SUPPLIED RECORDS>
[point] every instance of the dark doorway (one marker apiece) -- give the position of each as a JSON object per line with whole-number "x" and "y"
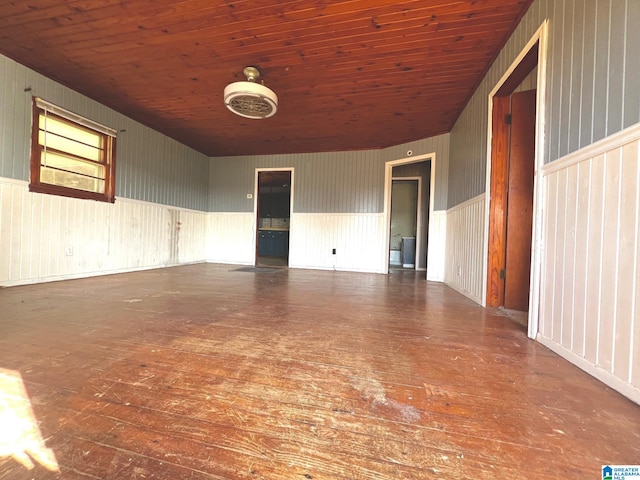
{"x": 274, "y": 214}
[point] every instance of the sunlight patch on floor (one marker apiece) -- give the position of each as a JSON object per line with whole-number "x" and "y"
{"x": 20, "y": 436}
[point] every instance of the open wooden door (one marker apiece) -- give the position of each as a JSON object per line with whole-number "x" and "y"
{"x": 520, "y": 201}
{"x": 511, "y": 209}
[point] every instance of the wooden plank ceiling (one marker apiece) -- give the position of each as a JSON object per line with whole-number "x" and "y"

SHORT TASK> Put each line of the data above into a JSON list of strings, one string per line, skipping blank lines and omitting the pictures.

EXERCISE RESPONSE>
[
  "[point] every instance of the dark doorway (one marker apiece) -- give the position of each as a JSON object per line with whole-number \"x\" and \"y\"",
  "{\"x\": 274, \"y\": 214}",
  "[point] every instance of the sunlight patch on floor (one marker apiece) -- give the position of each as a JSON object per line with whole-number \"x\" and \"y\"",
  "{\"x\": 20, \"y\": 436}",
  "[point] every instance of the open wooden door (one marker apiece) -- give the position of each as a JSON object per line with whole-number \"x\" and \"y\"",
  "{\"x\": 520, \"y\": 201}",
  "{\"x\": 511, \"y\": 209}",
  "[point] every instance of the wooden plank ceiling (one marker apiece) -- give the position of each as a JSON object per line with whole-number \"x\" and \"y\""
]